#### [WHAT IS NEEDED]
What you return should match the records below exactly.

[Stored data entries]
────────────────────────────────────────
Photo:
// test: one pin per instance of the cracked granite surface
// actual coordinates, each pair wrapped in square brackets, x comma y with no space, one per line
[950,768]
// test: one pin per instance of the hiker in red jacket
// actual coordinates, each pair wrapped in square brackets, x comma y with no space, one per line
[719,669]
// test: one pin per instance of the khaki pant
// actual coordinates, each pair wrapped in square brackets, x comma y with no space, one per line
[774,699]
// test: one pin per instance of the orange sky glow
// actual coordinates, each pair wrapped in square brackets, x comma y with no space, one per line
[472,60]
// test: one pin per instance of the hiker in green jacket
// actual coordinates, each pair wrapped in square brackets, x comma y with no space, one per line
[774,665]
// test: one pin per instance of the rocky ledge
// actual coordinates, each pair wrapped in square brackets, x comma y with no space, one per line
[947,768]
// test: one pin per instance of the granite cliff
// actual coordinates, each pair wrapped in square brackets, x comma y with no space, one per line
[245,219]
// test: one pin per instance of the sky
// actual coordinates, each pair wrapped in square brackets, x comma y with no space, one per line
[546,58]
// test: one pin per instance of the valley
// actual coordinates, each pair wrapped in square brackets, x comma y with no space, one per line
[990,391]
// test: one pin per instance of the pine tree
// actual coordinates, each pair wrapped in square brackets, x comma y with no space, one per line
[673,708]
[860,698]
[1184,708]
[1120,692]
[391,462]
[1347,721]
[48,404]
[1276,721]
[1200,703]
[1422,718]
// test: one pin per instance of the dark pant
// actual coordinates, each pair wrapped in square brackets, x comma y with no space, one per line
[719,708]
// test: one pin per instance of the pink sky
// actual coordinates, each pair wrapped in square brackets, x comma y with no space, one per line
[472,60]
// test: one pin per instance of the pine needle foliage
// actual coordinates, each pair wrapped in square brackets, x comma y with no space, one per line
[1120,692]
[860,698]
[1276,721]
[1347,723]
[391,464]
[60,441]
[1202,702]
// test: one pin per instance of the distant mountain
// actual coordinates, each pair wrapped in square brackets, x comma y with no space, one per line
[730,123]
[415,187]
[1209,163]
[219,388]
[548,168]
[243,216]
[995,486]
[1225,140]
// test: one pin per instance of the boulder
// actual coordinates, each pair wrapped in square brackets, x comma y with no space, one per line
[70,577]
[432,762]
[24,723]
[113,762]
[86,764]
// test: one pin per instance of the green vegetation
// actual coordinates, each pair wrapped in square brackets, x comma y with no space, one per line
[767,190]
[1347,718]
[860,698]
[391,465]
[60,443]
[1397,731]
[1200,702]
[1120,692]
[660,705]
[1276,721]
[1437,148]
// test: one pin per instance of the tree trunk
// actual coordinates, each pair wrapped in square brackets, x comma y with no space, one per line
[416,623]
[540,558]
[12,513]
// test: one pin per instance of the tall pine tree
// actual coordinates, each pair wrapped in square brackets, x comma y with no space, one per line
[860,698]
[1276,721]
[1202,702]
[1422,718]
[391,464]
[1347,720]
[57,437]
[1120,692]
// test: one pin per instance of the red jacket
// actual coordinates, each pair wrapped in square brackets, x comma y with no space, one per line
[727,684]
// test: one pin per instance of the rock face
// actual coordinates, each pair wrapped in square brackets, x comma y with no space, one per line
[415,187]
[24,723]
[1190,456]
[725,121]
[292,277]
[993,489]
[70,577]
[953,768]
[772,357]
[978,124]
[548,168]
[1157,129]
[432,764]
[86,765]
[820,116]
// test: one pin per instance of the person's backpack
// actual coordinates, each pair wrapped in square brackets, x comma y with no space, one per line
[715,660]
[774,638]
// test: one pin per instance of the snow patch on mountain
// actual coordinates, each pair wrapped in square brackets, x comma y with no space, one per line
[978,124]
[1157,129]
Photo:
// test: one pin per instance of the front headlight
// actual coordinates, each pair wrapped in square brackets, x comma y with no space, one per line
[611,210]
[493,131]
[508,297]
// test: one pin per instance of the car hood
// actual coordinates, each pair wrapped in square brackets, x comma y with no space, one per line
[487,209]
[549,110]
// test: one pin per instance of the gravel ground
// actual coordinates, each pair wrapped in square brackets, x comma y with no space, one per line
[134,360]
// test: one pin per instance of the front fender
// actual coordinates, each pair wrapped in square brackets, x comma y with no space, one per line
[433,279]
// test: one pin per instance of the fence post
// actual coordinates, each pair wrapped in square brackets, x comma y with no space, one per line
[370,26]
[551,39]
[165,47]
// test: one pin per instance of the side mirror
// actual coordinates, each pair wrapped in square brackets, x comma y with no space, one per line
────────────────────────────────────────
#### [OUTPUT BELOW]
Photo:
// test: one pin per instance of the cracked granite surface
// actual coordinates, each pair wrapped in square brackets, x comma y with no space, one per line
[950,768]
// test: one pin per instance of the hiker in red jacket
// actual coordinates, each pair wrapped in square brackets, x comma y with no space, one per line
[719,669]
// test: one pin per instance of the khaki pant
// actual coordinates, each pair wrapped in square brackets, x comma y with no space, one per line
[774,699]
// test: one pin per instance of the orange sky glow
// actual coordinates, each pair wrapped in square brackets, x comma y with no space, one per line
[472,60]
// test: one pin per instance of the hiker in green jacket
// actual coordinates, each pair wrapped in square brackets, x comma y with no space, one per line
[774,665]
// test: one pin per instance of the rocky ledge
// actual coordinates, each pair wrapped in square brackets, x comma y with no space, one per line
[947,768]
// test: one pin per instance of the granite cliff
// actual coordinates, each pair wrapped in square brackets, x comma y with no space, one per line
[245,219]
// test: one pin per instance of the sky
// actual coordinates, each pair wrapped in square brackets, x comma y with no space, one per line
[546,58]
// test: one pin per instance of the valley
// actual coordinates, each pair wrapped in square brackets, x comma y with no space, one per line
[990,391]
// test: one pin per instance of the pine tree
// actual coordinates, each pair wrapped in square brackets, x comma y with no space, one per line
[673,708]
[860,698]
[1184,708]
[1120,692]
[391,462]
[1347,721]
[48,404]
[1276,721]
[1200,703]
[1422,718]
// test: one pin per instance of the dark pant
// actual coordinates, each pair wrapped in square brackets, x comma y with no space, one per line
[719,708]
// test: one pin per instance of the pink sky
// actual coordinates, each pair wrapped in square brackets, x comma y with no space, one per line
[472,60]
// test: one pin per instance of the pine needle foliage
// actual coordinates, each pair wrapped in square brackets, x comma y with no space, one per line
[1120,692]
[860,698]
[1276,721]
[1347,723]
[391,464]
[60,441]
[1202,702]
// test: one pin per instance of the distant mountain
// actual coordinates, each pair wrapped in square brackets, x comma y with no space, one per line
[730,123]
[415,187]
[1209,163]
[219,388]
[548,168]
[243,216]
[995,486]
[1225,140]
// test: one pin per instance of the boulder
// actual coordinates, each pair wrapped in square brackets, x comma y with no space, one per line
[70,577]
[432,762]
[24,723]
[113,762]
[86,764]
// test: one pin per instance of the green vegetation
// actual coordinates, each pair wrapped in square brackets, x comma y with no space, one per line
[767,190]
[1347,718]
[860,698]
[391,465]
[60,443]
[1397,731]
[1200,702]
[1120,692]
[660,705]
[1276,721]
[1437,148]
// test: one pin per instance of the tree trunk
// actual coordinates, each pair wrapped in square brackets, x comma y with no space, one per line
[416,623]
[540,558]
[12,513]
// test: one pin per instance of the tall pine tree
// actual coordinates, each pair wrapped in square brackets, x comma y with no space, one per line
[860,698]
[1276,721]
[1202,702]
[1422,718]
[391,464]
[1347,720]
[57,437]
[1120,692]
// test: one pin per instance of the red jacket
// actual coordinates, each pair wrapped in square brackets, x comma y with no space, one per line
[727,684]
// test: one pin per instance of the rock face
// actual coordinates, each pair wrapped in square brackets, x comma y with no space, one per line
[415,187]
[24,723]
[1190,456]
[725,121]
[292,277]
[993,489]
[70,577]
[953,768]
[772,357]
[978,124]
[548,168]
[1157,129]
[432,764]
[86,765]
[820,116]
// test: one pin per instance of the person's backpack
// actual coordinates, each pair wrapped in square brackets, x comma y with no space, one per line
[715,660]
[774,638]
// test: one pin per instance of the snow patch on mountain
// actual coordinates, each pair wrapped in square brackets, x comma y with no space, one per line
[978,124]
[1157,129]
Photo:
// test: one pin per instance of the front headlight
// actual coordinates, each pair wrapped in square brackets, x comma y with no space, one per line
[611,210]
[493,131]
[508,297]
// test: one pin per instance of the car hood
// actual coordinates, each pair wrapped in square brackets, x comma y with no space, one per line
[487,209]
[549,110]
// test: one pin per instance of the gravel ground
// actual coordinates, each pair wrapped in square brackets, x comma y with no space, one per line
[134,360]
// test: one pin per instance of the front fender
// actual coordinates, each pair wrapped in square brackets, x comma y with no space, one per line
[433,279]
// test: one pin per instance of the fence post
// actual coordinates, each pair wrapped in square brackets, x comma y with no space, one per line
[370,26]
[551,39]
[165,47]
// test: one pin per instance of the side mirror
// actual coordinates, each pair wrapped in square brackets, x comma y with no space, one per line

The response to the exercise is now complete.